◆ **EXERCISES**
a - List every place name that appears in the profile of Derrick McKinney.
b - Translate this sentence from the profile of Derrick McKinney into Spanish: "McKinney got out by joining the Air Force."
c - Carry the profile of Derrick McKinney forward from its final paragraph.
EXTRACT PROVIDED Block Start
Derrick McKinney grew up in West Philadelphia, in a neighborhood known as “The Bottom.” He used to wonder if he was going to make it to 21. He was part of a gang. He saw people shot and stabbed. “One day I weighed it out. I was either going to end up dead or in jail,” says McKinney, now a Community Educator.
With a start like that, McKinney knows exactly what he’s talking about when he engages with troubled teens over their problems. He’s been there. He’s been them. But you would never guess his past just by talking to this quiet, calm, friendly gentleman.
“You just have to make up your mind that one day you’re going to get out,” he says matter-of-factly. McKinney got out by joining the Air Force. He was only 17 at the time, and already a father. “I knew I needed to do something. Obviously what I was doing wasn’t working and I needed some kind of way to support a family.” It was the best thing he ever did. “I give all credit to the military,” he smiles. “They taught me about me and what I was capable of. I just had to put my mind to it.”
McKinney’s first assignment was Las Vegas, then Alaska, a place he liked so well that he stayed after he was discharged. “I love the outdoors, the mountains. Coming from the inner city and going into that kind of environment opened my eyes to what else was out there.”
EXTRACT PROVIDED Block End
DATA TO EXAMINE Block Start
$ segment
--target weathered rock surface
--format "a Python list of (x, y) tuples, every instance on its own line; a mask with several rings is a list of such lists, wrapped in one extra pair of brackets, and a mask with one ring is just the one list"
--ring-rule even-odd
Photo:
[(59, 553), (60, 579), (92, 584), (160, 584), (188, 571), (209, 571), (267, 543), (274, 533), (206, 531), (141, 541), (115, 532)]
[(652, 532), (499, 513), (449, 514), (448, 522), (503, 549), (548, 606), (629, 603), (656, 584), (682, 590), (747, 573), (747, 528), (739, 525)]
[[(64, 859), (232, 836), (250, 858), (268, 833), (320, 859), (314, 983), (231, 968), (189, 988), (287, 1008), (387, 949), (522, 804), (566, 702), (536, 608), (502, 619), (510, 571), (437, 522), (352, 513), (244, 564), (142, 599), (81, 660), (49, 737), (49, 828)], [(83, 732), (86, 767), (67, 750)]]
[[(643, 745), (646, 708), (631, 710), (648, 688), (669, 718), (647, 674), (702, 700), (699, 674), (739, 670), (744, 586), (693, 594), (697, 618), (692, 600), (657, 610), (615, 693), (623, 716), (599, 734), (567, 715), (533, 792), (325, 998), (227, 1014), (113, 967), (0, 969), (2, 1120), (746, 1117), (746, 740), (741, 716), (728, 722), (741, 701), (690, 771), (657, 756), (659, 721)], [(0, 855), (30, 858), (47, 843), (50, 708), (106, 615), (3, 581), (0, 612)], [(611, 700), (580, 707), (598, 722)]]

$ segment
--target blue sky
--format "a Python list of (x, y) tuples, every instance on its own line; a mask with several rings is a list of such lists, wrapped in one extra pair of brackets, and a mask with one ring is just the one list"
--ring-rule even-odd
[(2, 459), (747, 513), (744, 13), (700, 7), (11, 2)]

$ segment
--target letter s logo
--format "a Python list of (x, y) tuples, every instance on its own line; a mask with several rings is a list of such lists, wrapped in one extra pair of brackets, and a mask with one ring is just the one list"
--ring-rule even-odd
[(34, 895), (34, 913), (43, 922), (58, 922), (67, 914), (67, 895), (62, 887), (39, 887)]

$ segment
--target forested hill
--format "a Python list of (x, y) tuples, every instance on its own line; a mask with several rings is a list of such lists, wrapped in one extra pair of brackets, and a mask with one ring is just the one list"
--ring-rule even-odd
DATA TO EXAMINE Block End
◆ **EXPECTED OUTPUTS**
a -
West Philadelphia
The Bottom
Las Vegas
Alaska

b - McKinney logró salir al alistarse en la Fuerza Aérea.

c -
McKinney went on to college to study sociology. He started working with Alaska Children’s Services while going to school, learning to understand how life was for Alaska native youth. It was a great cultural experience for McKinney as well. He tried seal oil and whale blubber. “It’s a far cry from Philly Cheese Steak,” he laughs heartily.
McKinney learned de-escalation skills that help him when talking with troubled youth. He learned how to recognize a situation that’s about to become explosive, how to stop it and make it safe. He explains that when someone is upset, it’s about their issues and has nothing to do with him. He tries to help them put things in perspective and not be judgmental.
McKinney moved to Washington where he worked at Echo Glen Children’s Center, United Indians and with Teen Hope in Seattle, where he helped hand out donated food, clothes, soups and sandwiches to homeless kids.
One job he particularly liked was called Project Challenge. As a case manager he worked with young people who could perform community service projects to pay restitution for their crimes. “I liked the opportunity to show young people a different way and that there are other things out there,” he says. “I liked showing them how their behavior affected their community. I tried to get them out and interacting with their community to show them that it was their neighbor’s house they were breaking into so that they would really think about that.”
McKinney loves hearing stories of how he has touched lives. He tells of a woman named April who wrote on her Facebook page, “I’ll never forget the day that Derrick walked in and took me by the hand and said, ‘Let’s get you a GED.’” April now has a Bachelor degree and is a nurse.
“I got a lot of good stories,” smiles McKinney.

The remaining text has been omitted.